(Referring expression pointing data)
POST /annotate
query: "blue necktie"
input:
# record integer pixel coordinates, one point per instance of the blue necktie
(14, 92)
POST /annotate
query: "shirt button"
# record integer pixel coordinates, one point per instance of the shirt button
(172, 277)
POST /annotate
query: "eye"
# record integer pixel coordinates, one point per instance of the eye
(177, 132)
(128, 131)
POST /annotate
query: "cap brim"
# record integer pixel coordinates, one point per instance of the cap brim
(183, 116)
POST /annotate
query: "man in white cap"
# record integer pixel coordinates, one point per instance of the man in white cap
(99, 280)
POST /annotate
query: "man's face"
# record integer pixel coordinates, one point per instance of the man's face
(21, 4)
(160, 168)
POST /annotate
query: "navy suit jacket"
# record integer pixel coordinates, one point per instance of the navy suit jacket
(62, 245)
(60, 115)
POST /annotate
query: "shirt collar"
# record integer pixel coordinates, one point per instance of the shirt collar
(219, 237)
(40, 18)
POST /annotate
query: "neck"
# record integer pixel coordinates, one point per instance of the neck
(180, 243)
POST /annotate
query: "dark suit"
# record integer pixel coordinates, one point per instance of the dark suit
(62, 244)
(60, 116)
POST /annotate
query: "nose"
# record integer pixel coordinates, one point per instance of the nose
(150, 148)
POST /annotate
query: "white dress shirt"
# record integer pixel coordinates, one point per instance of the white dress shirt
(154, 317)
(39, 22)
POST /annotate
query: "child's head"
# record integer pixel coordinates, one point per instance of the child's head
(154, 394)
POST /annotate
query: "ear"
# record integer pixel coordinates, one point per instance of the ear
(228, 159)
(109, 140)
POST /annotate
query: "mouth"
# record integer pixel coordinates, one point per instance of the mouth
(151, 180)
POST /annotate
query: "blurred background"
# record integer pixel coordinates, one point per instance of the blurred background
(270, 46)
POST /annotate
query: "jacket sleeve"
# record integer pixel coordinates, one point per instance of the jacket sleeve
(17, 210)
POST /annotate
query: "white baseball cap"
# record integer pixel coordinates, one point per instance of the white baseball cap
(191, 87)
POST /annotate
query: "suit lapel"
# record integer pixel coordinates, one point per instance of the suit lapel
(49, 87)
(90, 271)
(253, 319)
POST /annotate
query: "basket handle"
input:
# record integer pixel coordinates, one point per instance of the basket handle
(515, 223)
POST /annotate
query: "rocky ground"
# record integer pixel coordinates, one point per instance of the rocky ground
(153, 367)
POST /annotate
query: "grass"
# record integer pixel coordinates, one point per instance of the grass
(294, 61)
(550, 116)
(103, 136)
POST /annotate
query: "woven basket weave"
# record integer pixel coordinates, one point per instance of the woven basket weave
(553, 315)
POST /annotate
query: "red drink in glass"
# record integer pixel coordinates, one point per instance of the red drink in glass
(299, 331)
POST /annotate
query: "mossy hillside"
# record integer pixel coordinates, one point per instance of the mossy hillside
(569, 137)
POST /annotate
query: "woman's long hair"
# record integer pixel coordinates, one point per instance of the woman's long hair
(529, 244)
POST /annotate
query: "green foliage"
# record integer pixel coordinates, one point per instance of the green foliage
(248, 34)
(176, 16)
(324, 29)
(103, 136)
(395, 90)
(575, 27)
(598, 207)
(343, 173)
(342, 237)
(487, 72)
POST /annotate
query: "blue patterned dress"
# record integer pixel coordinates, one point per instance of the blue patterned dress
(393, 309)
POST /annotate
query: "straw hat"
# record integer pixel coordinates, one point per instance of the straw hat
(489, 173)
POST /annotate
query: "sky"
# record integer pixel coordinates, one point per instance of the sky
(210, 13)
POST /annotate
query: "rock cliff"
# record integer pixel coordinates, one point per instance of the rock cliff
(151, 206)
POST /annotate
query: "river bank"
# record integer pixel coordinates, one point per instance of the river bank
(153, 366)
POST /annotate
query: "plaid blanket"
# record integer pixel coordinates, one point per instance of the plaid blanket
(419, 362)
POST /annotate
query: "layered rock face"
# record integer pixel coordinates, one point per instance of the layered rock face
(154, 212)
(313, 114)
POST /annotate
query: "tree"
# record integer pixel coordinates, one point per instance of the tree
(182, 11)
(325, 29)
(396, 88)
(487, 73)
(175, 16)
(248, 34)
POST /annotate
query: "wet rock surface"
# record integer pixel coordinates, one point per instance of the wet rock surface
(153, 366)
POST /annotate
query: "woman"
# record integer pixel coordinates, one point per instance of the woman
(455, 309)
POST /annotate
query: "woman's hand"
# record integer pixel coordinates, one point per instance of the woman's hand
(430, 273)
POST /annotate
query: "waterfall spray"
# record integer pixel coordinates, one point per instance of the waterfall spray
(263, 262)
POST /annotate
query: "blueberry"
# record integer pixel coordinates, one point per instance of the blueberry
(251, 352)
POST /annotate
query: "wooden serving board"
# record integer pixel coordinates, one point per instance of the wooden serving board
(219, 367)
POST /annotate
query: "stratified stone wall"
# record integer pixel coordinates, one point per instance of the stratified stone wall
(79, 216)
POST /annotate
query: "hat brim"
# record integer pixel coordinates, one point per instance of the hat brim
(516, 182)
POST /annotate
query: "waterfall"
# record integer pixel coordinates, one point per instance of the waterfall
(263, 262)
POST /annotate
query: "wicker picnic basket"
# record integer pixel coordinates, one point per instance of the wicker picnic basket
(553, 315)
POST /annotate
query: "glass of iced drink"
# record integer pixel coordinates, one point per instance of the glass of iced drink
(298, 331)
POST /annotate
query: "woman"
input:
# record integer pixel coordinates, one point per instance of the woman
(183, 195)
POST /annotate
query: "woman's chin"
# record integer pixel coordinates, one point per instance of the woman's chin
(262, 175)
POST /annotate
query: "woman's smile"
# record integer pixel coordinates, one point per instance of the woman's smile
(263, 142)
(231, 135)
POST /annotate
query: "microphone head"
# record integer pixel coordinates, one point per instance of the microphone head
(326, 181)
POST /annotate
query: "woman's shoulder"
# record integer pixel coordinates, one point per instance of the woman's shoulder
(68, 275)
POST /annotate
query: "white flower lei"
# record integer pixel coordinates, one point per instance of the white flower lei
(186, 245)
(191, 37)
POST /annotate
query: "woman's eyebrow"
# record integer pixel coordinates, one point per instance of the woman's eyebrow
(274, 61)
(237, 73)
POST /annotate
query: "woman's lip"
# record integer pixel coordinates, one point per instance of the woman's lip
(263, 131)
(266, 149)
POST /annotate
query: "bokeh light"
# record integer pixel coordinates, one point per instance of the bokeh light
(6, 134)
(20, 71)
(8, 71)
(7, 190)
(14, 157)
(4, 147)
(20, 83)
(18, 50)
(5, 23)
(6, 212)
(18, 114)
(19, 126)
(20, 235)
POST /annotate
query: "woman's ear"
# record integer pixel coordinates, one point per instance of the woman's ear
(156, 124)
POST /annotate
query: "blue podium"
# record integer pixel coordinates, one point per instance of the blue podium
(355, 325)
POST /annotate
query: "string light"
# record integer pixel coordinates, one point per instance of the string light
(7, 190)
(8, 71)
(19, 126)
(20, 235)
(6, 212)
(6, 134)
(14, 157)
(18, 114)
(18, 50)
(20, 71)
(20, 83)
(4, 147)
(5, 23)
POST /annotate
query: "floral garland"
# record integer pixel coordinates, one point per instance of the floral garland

» What you have to do
Please repeat the entries above exactly as they read.

» Exercise response
POST /annotate
query: "blue necktie"
input:
# record integer pixel coordinates, one point per instance of the blue necktie
(14, 92)
POST /annotate
query: "shirt button"
# record integer pixel coordinates, one point per instance of the shirt button
(172, 277)
POST /annotate
query: "eye"
# record integer pixel coordinates, one point per instance of the eye
(177, 132)
(128, 131)
POST /annotate
query: "cap brim"
# record integer pixel coordinates, one point per instance of the cap brim
(183, 116)
POST /annotate
query: "man in white cap"
# record integer pixel coordinates, one point per instance of the man in white cap
(99, 280)
POST /annotate
query: "man's face"
# record integer pixel coordinates, one point per instance of the man's face
(21, 4)
(160, 168)
POST /annotate
query: "navy suit jacket"
# record integer pixel coordinates, one point per instance of the navy suit jacket
(62, 245)
(60, 115)
POST /annotate
query: "shirt collar"
# record integer pixel coordinates, one point per instance of the shirt collar
(219, 237)
(40, 18)
POST /annotate
query: "neck"
# record integer pixel coordinates, one point per instance of the neck
(180, 243)
POST /annotate
query: "dark suit"
# record integer pixel coordinates, one point per instance of the dark suit
(62, 244)
(60, 116)
POST /annotate
query: "nose"
# record integer pixel coordinates, one point per instance of the nose
(150, 148)
POST /annotate
query: "white dress shirt"
# record integer pixel coordinates, one point per instance of the white dress shirt
(154, 317)
(39, 22)
POST /annotate
query: "child's head"
# record integer pixel coordinates, one point per instance of the child's head
(154, 394)
POST /annotate
query: "ear"
# record integer pixel coordinates, one point per instance of the ear
(228, 159)
(109, 140)
POST /annotate
query: "mouth"
# record integer pixel coordinates, one point per instance of the mouth
(151, 180)
POST /annotate
query: "blurred background"
# record integer pixel coordinates, one point per instance of the blurred background
(270, 46)
POST /annotate
query: "jacket sleeve"
# record integer pixel coordinates, one point per instance of the jacket sleeve
(17, 210)
POST /annotate
query: "white baseball cap"
# record integer pixel coordinates, one point per instance of the white baseball cap
(191, 87)
POST /annotate
query: "suit lapel"
# record integer pixel coordinates, one point per instance of the suit lapel
(49, 87)
(90, 271)
(253, 319)
POST /annotate
query: "basket handle"
input:
# record integer pixel coordinates, one point per instance of the basket handle
(515, 223)
POST /annotate
query: "rocky ground"
# record integer pixel coordinates, one point per instance of the rocky ground
(153, 367)
POST /annotate
query: "grass"
# record integer pixel coordinates, one point per instance of the grass
(294, 61)
(550, 116)
(103, 136)
POST /annotate
query: "woven basket weave"
# record integer pixel coordinates, one point per instance of the woven basket weave
(553, 315)
POST /annotate
query: "red drink in glass"
# record integer pixel coordinates, one point per instance of the red drink in glass
(299, 331)
POST /annotate
query: "mossy hillside"
# record integer pixel coordinates, one point per instance of the mossy hillside
(569, 137)
POST /annotate
query: "woman's long hair"
# record integer pixel coordinates, one point per instance of the woman's long hair
(529, 244)
POST /annotate
query: "green foliage"
# record integer pixel coordinates, one point per instance of the green foliage
(248, 34)
(176, 16)
(324, 29)
(103, 136)
(395, 90)
(575, 27)
(598, 207)
(343, 173)
(342, 237)
(487, 72)
POST /annotate
query: "blue patterned dress"
# record integer pixel coordinates, one point per instance of the blue patterned dress
(393, 309)
POST /annotate
query: "straw hat"
# record integer pixel coordinates, one point per instance of the straw hat
(489, 173)
POST /annotate
query: "sky"
# record integer pixel coordinates, one point per instance of the sky
(210, 13)
POST /annotate
query: "rock cliff"
# record integer pixel coordinates, one point per instance of the rock cliff
(151, 206)
POST /annotate
query: "river bank"
# record integer pixel coordinates, one point per instance of the river bank
(153, 366)
POST /annotate
query: "plaid blanket"
# record integer pixel coordinates, one point per instance of the plaid blanket
(419, 362)
POST /annotate
query: "layered rock face"
# record integer pixel coordinates, one point per instance of the layered rock face
(154, 212)
(313, 114)
POST /annotate
query: "tree"
# record integer pixel coordinates, one point per instance of the tree
(182, 11)
(325, 29)
(396, 88)
(487, 73)
(175, 16)
(248, 34)
POST /annotate
query: "wet rock surface"
# record integer pixel coordinates, one point per instance of the wet rock surface
(153, 366)
POST /annotate
query: "woman"
# record integer pixel coordinates, one point per instance of the woman
(455, 309)
POST /annotate
query: "woman's hand"
# record integer pixel coordinates, one point per instance of the woman's hand
(430, 273)
POST /annotate
query: "waterfall spray"
# record integer pixel coordinates, one point per instance of the waterfall spray
(263, 262)
POST /annotate
query: "blueberry"
# record integer pixel coordinates, one point per instance of the blueberry
(251, 352)
POST /annotate
query: "wooden serving board"
# record integer pixel coordinates, one point per instance of the wooden serving board
(219, 367)
POST /annotate
query: "stratified stone wall"
# record integer pixel coordinates, one point per instance of the stratified stone wall
(79, 216)
POST /annotate
query: "hat brim"
# record integer pixel coordinates, one point per instance of the hat brim
(516, 182)
POST /annotate
query: "waterfall"
# record integer pixel coordinates, one point per instance of the waterfall
(263, 262)
POST /annotate
query: "wicker picnic basket"
# record integer pixel coordinates, one point per instance of the wicker picnic basket
(553, 315)
POST /annotate
query: "glass of iced drink"
# record integer pixel coordinates, one point per instance of the glass of iced drink
(298, 331)
POST /annotate
query: "woman"
input:
# record integer pixel coordinates, one point per instance of the woman
(183, 195)
POST /annotate
query: "woman's chin"
# record integer pixel coordinates, one point per instance of the woman's chin
(262, 175)
POST /annotate
query: "woman's smile"
# record integer pixel coordinates, one point per instance of the woman's smile
(263, 142)
(231, 135)
POST /annotate
query: "microphone head"
# record integer pixel coordinates, one point per instance of the microphone head
(326, 181)
POST /annotate
query: "woman's shoulder"
# record integer pixel coordinates, one point per instance of the woman's shoulder
(68, 275)
POST /annotate
query: "white flower lei"
# record integer pixel coordinates, one point per instance of the white flower lei
(186, 245)
(191, 37)
POST /annotate
query: "woman's eyebrow"
# record integer pixel coordinates, one point per instance of the woman's eyebrow
(274, 61)
(237, 73)
POST /annotate
query: "woman's lip"
# record integer pixel coordinates, one point per instance of the woman's lip
(263, 131)
(266, 149)
POST /annotate
query: "bokeh light"
# record integer pixel coordinates, one point per instance of the bokeh light
(6, 134)
(20, 71)
(8, 71)
(7, 190)
(14, 157)
(4, 147)
(20, 83)
(18, 50)
(5, 23)
(6, 212)
(18, 114)
(19, 126)
(20, 235)
POST /annotate
query: "woman's ear"
# record integer pixel coordinates, one point per instance of the woman's ear
(156, 124)
POST /annotate
query: "blue podium"
# record integer pixel coordinates, one point per instance of the blue podium
(355, 325)
POST /annotate
query: "string light"
# record integer pixel coordinates, one point per instance of the string light
(7, 190)
(8, 71)
(19, 126)
(20, 235)
(6, 212)
(6, 134)
(14, 157)
(18, 114)
(18, 50)
(20, 71)
(20, 83)
(4, 147)
(5, 23)
POST /annotate
query: "floral garland"
# record integer pixel coordinates, one point per instance of the floral garland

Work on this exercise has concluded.